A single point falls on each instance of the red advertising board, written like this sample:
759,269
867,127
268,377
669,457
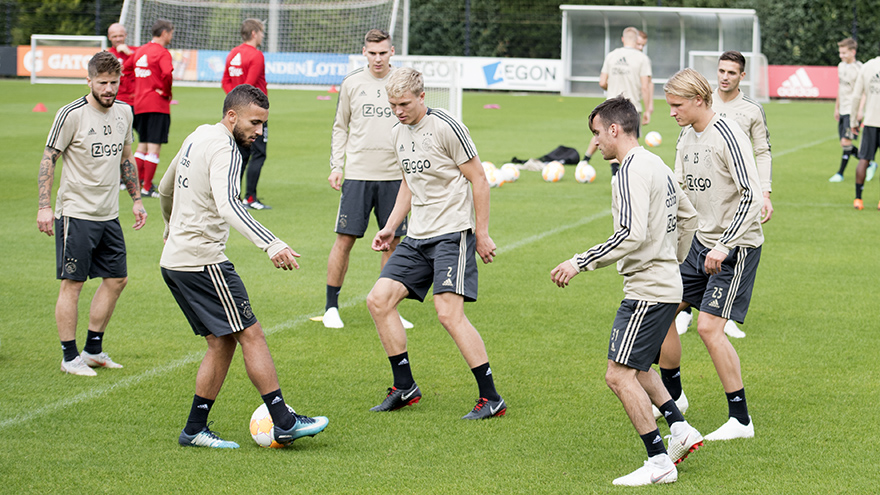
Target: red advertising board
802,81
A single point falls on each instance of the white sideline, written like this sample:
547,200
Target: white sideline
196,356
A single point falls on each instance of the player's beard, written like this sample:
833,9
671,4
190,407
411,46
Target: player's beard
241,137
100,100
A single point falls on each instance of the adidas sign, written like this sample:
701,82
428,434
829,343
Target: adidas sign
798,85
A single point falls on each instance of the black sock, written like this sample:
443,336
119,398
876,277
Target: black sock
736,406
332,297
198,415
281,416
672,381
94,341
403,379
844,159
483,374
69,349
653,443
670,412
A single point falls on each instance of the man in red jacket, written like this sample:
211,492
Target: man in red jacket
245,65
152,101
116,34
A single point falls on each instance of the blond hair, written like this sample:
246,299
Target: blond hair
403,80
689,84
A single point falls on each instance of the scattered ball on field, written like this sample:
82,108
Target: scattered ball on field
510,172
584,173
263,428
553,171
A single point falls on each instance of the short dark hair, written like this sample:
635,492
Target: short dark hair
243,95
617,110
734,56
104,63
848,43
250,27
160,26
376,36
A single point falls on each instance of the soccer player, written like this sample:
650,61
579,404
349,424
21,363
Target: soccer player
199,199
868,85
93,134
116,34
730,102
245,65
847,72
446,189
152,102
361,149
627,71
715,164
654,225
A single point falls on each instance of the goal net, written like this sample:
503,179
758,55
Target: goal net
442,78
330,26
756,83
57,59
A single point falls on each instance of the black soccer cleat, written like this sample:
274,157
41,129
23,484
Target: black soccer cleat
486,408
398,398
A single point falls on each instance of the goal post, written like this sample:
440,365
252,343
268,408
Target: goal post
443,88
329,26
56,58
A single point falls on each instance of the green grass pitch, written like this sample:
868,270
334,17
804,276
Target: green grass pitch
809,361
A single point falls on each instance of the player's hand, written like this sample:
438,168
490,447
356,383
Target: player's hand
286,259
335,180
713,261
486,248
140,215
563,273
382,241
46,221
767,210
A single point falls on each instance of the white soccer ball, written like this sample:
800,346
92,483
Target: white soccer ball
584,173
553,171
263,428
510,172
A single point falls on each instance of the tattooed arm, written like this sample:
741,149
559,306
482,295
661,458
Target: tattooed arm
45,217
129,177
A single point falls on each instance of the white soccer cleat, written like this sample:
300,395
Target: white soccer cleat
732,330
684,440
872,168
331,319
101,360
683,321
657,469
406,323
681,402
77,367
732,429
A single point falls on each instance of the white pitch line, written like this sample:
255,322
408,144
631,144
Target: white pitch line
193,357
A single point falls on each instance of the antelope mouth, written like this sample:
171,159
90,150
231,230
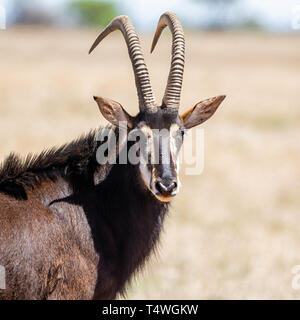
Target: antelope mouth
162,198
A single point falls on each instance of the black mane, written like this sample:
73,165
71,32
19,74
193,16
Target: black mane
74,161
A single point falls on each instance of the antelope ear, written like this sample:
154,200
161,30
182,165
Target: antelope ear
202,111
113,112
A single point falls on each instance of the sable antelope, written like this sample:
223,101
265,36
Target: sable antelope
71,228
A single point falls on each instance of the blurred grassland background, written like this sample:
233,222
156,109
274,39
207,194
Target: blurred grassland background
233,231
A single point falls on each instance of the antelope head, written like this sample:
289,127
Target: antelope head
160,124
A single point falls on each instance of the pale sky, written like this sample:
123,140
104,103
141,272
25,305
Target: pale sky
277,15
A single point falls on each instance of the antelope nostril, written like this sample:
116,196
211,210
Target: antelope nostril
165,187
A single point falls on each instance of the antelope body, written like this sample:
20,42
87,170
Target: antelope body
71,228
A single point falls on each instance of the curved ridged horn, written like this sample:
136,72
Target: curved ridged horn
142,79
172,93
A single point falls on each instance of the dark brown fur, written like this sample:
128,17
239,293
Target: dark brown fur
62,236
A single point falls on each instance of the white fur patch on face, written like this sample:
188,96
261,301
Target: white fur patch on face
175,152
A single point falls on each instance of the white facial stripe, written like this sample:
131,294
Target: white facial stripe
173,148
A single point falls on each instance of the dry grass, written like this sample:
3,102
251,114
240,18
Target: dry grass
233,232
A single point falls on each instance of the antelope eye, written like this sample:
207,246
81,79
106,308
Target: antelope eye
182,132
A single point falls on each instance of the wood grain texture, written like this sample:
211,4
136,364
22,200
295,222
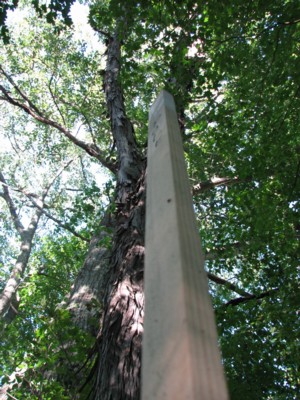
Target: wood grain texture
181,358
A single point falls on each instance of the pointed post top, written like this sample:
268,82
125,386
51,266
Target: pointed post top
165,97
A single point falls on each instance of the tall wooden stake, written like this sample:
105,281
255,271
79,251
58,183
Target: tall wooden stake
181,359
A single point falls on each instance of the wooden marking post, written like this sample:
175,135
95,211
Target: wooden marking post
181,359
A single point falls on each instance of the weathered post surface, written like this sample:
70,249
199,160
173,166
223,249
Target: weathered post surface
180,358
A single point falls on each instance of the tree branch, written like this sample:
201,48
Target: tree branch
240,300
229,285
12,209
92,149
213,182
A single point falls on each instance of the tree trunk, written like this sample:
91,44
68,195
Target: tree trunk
◆ ◆ ◆ ◆ ◆
▸ **What this task involves**: Quote the data exactly, leaving every image out of the copy.

▸ **Task output**:
A single point falls on each instance of the red advertising board, written like this sample:
759,269
867,127
268,377
669,457
Target: red advertising board
802,81
A single point falls on each instance of the white sideline, written like this sample:
547,200
Target: white sideline
196,356
A single point falls on each instance of the player's beard, written like this sample:
833,9
671,4
190,407
411,46
Target: player's beard
241,137
100,100
A single point falls on each instance of the adidas sign, written like this sample:
701,82
428,434
829,343
Target: adidas sign
798,85
A single point falls on each instance of the black sock, written like this sample:
443,336
119,398
876,277
Target: black sock
736,406
332,297
198,415
281,416
672,381
94,341
403,379
844,159
483,374
69,349
653,443
670,412
A single point falls on each instance of the man in red jacket, written like this sample:
211,492
Target: man in red jacket
245,65
152,101
116,34
A single point falls on each instance of the blond hair, written like this sample:
246,299
Target: blond hair
403,80
689,84
A single point falls on each instance of the scattered ball on field, written like this sample:
82,108
Target: scattered ball on field
510,172
584,173
263,428
553,171
A single point falls on each instance of the short dark hair, written like this sample:
635,492
Target: short dark hair
243,95
617,110
734,56
104,63
848,43
250,27
160,26
376,36
A single point falls on each instance of the soccer player, written like this sample:
650,61
579,404
349,424
21,363
Target: soccer player
199,199
868,85
93,134
116,34
730,102
245,65
847,72
446,189
152,102
361,149
627,71
715,164
654,225
A single point falls on each instance of the goal net, written like this sample:
503,179
758,55
Target: goal net
442,78
330,26
756,83
57,59
A single point falls on each instance of the black soccer cleat, written like this sample:
274,157
41,129
23,484
Target: black soccer cleat
486,408
398,398
A single point falls on each instance of the goal post, written like this sample:
440,365
252,343
268,408
Target: goal post
443,88
329,26
56,58
A single point falls on each instance of the green grass pitch, written like this sample:
868,270
334,17
804,276
Target: green grass pitch
809,361
A single point falls on each instance of the player's hand, written like this sample:
438,168
490,447
356,383
Target: player's hand
286,259
335,180
713,261
486,248
140,215
563,273
382,241
46,221
767,210
A single point falls on each instance of the white soccer ball, written like this sample:
800,346
92,483
Target: white soccer ball
584,173
553,171
263,428
510,172
A single point falls on each instance of the tattooed arm, written like this sample:
741,149
559,306
482,295
661,458
Target: tattooed arm
45,217
129,177
A single point falls on each instance of the white soccer cleat, written like this sample:
300,395
Target: white soccer cleat
732,330
684,440
872,168
331,319
101,360
683,321
657,469
406,323
681,402
77,367
732,429
A single point falls on each instance of the white pitch line, written like this sample:
255,322
408,144
631,144
Target: white pitch line
193,357
A single point falls on each instance of the antelope mouth, written like this sample:
171,159
90,150
231,230
Target: antelope mouth
162,198
A single point falls on each instance of the black mane, written like this sample:
73,165
71,32
19,74
193,16
Target: black mane
74,161
A single point falls on each instance of the antelope ear, written like this sample:
154,200
161,30
182,165
Target: antelope ear
202,111
113,112
A single point falls on each instance of the sable antelope, written like this sample:
223,101
265,36
Target: sable antelope
71,228
A single point falls on each instance of the blurred grassland background, written like this sample:
233,222
156,109
274,39
207,194
Target: blurred grassland background
233,231
A single point falls on each instance of the antelope head, written like this sample:
289,127
Target: antelope head
160,124
A single point falls on each instance of the pale sky, written like this sample:
123,140
104,103
141,272
25,305
Target: pale sky
277,15
A single point falls on each instance of the antelope nostril, written like this sample:
116,196
211,210
Target: antelope nostril
165,187
A single point falls on each instance of the antelope body, written like this sample:
20,42
87,170
Target: antelope body
71,228
A single point falls on each instance of the curved ridged horn, written like this sample:
136,72
Target: curved ridged horn
142,79
172,93
A single point falls on each instance of the dark brown fur, written like this sample:
128,17
239,293
Target: dark brown fur
62,236
A single point falls on each instance of the white fur patch on face, written like this sample:
188,96
261,301
Target: white fur patch on face
175,152
A single point falls on each instance of the white facial stripe, written like this sample:
131,294
Target: white facial stripe
173,148
A single point falls on each instance of the dry grass, written like this sample:
3,102
251,114
240,18
Target: dry grass
233,232
A single point falls on each instance of the antelope eye, written like this sample:
207,246
81,79
106,308
Target: antelope eye
182,132
A single point falls on each instance of the wood grain texture, written like this sample:
211,4
136,364
22,200
295,222
Target: wood grain texture
181,358
A single point falls on each instance of the pointed post top, written like this sample:
268,82
125,386
51,266
Target: pointed post top
165,97
A single point falls on each instance of the tall wooden stake, written like this sample:
105,281
255,271
79,251
58,183
Target: tall wooden stake
181,359
A single point falls on each instance of the wooden marking post, written like this sample:
175,135
95,211
Target: wooden marking post
181,359
A single point falls on each instance of the weathered post surface, written like this sample:
70,249
199,160
173,166
223,249
Target: weathered post surface
180,358
A single point falls on each instance of the tree branch, written like this sample:
201,48
Target: tree branch
240,300
229,285
12,209
92,149
213,182
A single point falls on each instance of the tree trunk, written like this sample:
91,44
68,195
Target: tree trunk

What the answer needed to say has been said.